Materials provided:
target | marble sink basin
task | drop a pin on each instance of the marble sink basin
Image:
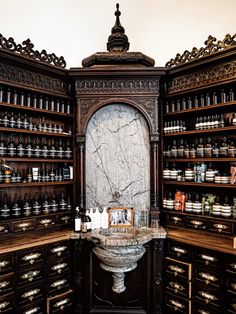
(119, 250)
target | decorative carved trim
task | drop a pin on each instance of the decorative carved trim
(212, 46)
(12, 74)
(117, 86)
(214, 74)
(26, 49)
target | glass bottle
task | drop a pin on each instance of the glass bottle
(20, 151)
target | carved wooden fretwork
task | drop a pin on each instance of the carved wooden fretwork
(212, 46)
(31, 79)
(226, 71)
(26, 49)
(117, 86)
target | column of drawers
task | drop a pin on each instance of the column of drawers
(36, 280)
(178, 280)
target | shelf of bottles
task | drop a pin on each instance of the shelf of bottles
(199, 159)
(36, 155)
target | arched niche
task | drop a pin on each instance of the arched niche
(117, 157)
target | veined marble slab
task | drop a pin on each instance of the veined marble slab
(117, 157)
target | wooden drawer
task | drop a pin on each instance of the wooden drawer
(221, 228)
(175, 304)
(4, 227)
(231, 304)
(202, 308)
(59, 267)
(209, 258)
(58, 249)
(23, 225)
(65, 219)
(178, 269)
(30, 257)
(196, 223)
(30, 275)
(208, 295)
(34, 308)
(27, 295)
(231, 264)
(178, 287)
(7, 284)
(208, 276)
(7, 304)
(6, 263)
(176, 220)
(58, 285)
(45, 222)
(231, 284)
(61, 304)
(179, 250)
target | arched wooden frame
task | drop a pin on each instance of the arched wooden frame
(151, 118)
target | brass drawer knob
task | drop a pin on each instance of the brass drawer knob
(58, 250)
(31, 257)
(30, 275)
(30, 294)
(59, 283)
(23, 226)
(61, 304)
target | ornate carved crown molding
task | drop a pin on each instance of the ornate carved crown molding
(226, 71)
(26, 49)
(212, 46)
(117, 86)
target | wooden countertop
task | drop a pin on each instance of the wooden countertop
(212, 242)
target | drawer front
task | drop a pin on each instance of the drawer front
(231, 264)
(196, 223)
(4, 228)
(59, 267)
(7, 284)
(61, 304)
(231, 284)
(208, 277)
(30, 257)
(22, 226)
(177, 305)
(58, 285)
(179, 250)
(35, 308)
(207, 295)
(65, 219)
(30, 275)
(176, 220)
(25, 296)
(178, 269)
(46, 222)
(221, 228)
(58, 249)
(6, 263)
(209, 258)
(178, 287)
(7, 304)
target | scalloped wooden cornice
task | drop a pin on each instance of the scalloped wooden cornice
(212, 46)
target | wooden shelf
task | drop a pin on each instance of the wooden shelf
(14, 130)
(178, 212)
(218, 130)
(203, 184)
(32, 184)
(199, 159)
(194, 110)
(37, 160)
(36, 110)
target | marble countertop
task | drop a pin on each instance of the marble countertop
(125, 237)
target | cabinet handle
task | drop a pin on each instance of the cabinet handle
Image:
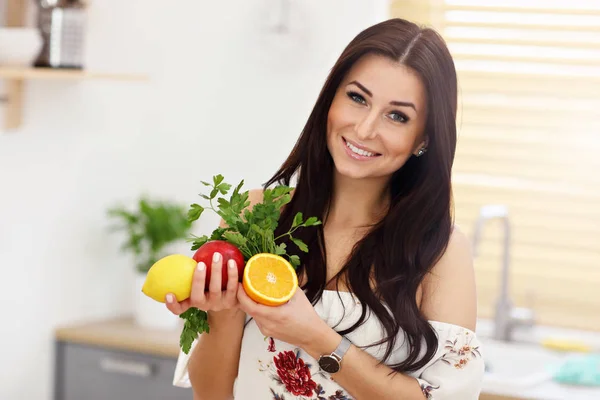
(126, 367)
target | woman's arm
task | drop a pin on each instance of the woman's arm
(214, 360)
(448, 296)
(213, 364)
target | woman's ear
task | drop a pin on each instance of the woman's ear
(422, 147)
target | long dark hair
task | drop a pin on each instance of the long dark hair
(401, 249)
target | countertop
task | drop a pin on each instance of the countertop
(122, 334)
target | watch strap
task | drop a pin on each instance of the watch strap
(342, 348)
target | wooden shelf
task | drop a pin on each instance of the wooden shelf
(15, 77)
(30, 73)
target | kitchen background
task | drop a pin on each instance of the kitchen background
(173, 94)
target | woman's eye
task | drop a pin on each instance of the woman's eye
(398, 117)
(356, 97)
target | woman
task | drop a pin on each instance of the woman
(388, 308)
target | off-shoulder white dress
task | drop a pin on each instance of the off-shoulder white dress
(274, 370)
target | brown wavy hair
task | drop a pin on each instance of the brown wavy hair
(401, 249)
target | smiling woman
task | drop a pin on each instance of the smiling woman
(365, 123)
(387, 308)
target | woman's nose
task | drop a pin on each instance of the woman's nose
(366, 128)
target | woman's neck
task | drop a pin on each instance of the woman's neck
(357, 202)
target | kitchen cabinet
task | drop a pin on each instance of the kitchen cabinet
(116, 360)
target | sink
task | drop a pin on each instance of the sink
(517, 367)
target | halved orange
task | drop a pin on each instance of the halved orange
(269, 279)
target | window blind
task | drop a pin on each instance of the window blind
(529, 138)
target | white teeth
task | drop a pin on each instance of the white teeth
(358, 151)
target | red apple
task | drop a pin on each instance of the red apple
(228, 251)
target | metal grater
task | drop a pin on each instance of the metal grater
(62, 26)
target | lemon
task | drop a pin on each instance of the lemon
(170, 274)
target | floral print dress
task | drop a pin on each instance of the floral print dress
(273, 370)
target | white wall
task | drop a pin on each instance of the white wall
(226, 96)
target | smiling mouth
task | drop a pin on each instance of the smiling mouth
(359, 151)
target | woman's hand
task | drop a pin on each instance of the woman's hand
(295, 322)
(214, 299)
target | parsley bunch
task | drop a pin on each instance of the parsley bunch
(251, 231)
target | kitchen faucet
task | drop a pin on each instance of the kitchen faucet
(506, 316)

Work task:
Would you restate, exactly and with no pictures, the lines of the entries above from the one containing "the marble countertop" through the one containing "target | countertop"?

Written response:
task | drop a pin on each instance of the marble countertop
(125, 237)
target | cabinet handle
task | drop a pin on each instance of the cabinet handle
Image:
(126, 367)
target | woman's arm
task | drop a pin on each instance of the woman's arm
(214, 360)
(448, 296)
(213, 364)
target | woman's ear
task | drop a pin on each instance of the woman's ear
(422, 147)
target | long dark hair
task | drop a pin on each instance of the long dark hair
(401, 249)
target | countertop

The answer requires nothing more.